§ **What to work on**
Arrange every line of the material below as a numbered list, and leave out any blank lines.

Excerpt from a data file
※ ※ ※

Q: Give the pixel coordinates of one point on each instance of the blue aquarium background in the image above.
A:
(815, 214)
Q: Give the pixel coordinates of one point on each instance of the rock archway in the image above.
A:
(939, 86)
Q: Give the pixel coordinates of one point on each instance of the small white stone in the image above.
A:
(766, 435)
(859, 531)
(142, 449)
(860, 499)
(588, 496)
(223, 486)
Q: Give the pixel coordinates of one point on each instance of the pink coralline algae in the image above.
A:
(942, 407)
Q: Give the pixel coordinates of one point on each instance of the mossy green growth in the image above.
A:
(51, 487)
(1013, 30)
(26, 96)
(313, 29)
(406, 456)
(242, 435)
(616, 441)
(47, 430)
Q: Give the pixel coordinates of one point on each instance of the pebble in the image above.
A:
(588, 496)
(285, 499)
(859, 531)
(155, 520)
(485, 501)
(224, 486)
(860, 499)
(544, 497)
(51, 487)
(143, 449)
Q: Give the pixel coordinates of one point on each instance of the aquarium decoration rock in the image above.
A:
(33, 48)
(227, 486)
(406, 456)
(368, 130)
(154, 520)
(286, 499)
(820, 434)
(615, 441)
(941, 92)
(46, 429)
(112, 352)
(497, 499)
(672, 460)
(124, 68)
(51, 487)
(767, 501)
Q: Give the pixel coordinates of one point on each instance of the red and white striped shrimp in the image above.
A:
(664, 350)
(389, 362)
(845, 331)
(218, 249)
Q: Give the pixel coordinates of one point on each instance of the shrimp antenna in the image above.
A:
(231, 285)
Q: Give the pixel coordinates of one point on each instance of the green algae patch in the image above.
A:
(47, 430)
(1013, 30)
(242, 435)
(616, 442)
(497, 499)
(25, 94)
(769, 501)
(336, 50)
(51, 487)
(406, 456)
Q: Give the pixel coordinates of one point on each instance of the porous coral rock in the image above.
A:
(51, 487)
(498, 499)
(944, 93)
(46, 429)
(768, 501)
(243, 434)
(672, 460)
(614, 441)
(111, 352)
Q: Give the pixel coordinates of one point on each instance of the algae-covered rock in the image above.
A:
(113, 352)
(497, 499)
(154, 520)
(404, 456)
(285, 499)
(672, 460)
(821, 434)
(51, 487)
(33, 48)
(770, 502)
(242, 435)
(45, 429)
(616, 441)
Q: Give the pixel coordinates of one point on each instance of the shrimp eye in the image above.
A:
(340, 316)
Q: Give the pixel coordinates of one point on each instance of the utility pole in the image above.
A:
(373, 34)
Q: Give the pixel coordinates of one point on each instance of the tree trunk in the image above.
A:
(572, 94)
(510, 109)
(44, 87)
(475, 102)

※ ※ ※

§ **Answer for this exercise**
1. Q: Give the pixel coordinates of one point on each instance of the blue aquarium background in the image above.
2. A:
3. (815, 214)
4. Q: Give the pixel coordinates of one point on each instance of the rock archway in the image above.
5. A:
6. (939, 86)
7. Q: Give the pixel coordinates of one point on each instance of the small white stone in the image above.
8. A:
9. (766, 435)
10. (859, 531)
11. (142, 449)
12. (860, 499)
13. (588, 496)
14. (223, 486)
15. Q: Give the pixel coordinates of one point on each instance of the pink coralline algae in the image above.
16. A:
17. (942, 407)
18. Q: Give the pixel coordinates of one point on each instance of the mossy green growth in the image above.
19. A:
20. (51, 487)
21. (1013, 30)
22. (26, 96)
23. (313, 29)
24. (406, 456)
25. (242, 435)
26. (616, 441)
27. (47, 430)
28. Q: Give the pixel coordinates of one point on each instance of the pebble in the image above.
29. A:
30. (588, 496)
31. (285, 499)
32. (859, 531)
33. (155, 520)
34. (485, 501)
35. (224, 486)
36. (860, 499)
37. (544, 497)
38. (51, 487)
39. (143, 449)
40. Q: Give the pixel coordinates of one point on each instance of the aquarium decoration rock in the image above.
41. A:
42. (33, 48)
43. (227, 486)
44. (406, 456)
45. (368, 130)
46. (154, 520)
47. (286, 499)
48. (820, 434)
49. (615, 441)
50. (941, 92)
51. (46, 429)
52. (112, 352)
53. (497, 499)
54. (672, 460)
55. (124, 68)
56. (51, 487)
57. (767, 501)
58. Q: Give the pixel coordinates of one point on each instance of the red and white striped shrimp in the image above.
59. A:
60. (664, 350)
61. (389, 362)
62. (845, 331)
63. (218, 249)
64. Q: Give the pixel coordinates of one point on each instance of the shrimp antenna in the image above.
65. A:
66. (231, 285)
67. Q: Give the pixel coordinates of one point on each instance of the green algae patch in the image above.
68. A:
69. (47, 430)
70. (1013, 30)
71. (242, 435)
72. (616, 442)
73. (497, 499)
74. (25, 94)
75. (769, 501)
76. (336, 50)
77. (51, 487)
78. (406, 456)
79. Q: Give the pixel coordinates of one point on each instance of the porous coral rock in the image above.
80. A:
81. (51, 487)
82. (498, 499)
83. (944, 93)
84. (46, 429)
85. (768, 501)
86. (243, 434)
87. (672, 460)
88. (614, 441)
89. (111, 352)
90. Q: Give the pixel coordinates of one point on each instance of the algae-covered rock in the image above.
91. A:
92. (113, 352)
93. (497, 499)
94. (154, 520)
95. (404, 456)
96. (285, 499)
97. (672, 460)
98. (821, 434)
99. (51, 487)
100. (33, 48)
101. (770, 502)
102. (242, 435)
103. (45, 429)
104. (616, 441)
105. Q: Give the pixel coordinates of one point on each instance of the shrimp eye in the image above.
106. A:
107. (340, 316)
108. Q: Give the pixel coordinates of one point on each instance of the utility pole in the image above.
109. A:
110. (373, 34)
111. Q: Give the pixel coordinates of one point on each instance of the tree trunk in the image above.
112. A:
113. (572, 94)
114. (510, 109)
115. (44, 87)
116. (475, 102)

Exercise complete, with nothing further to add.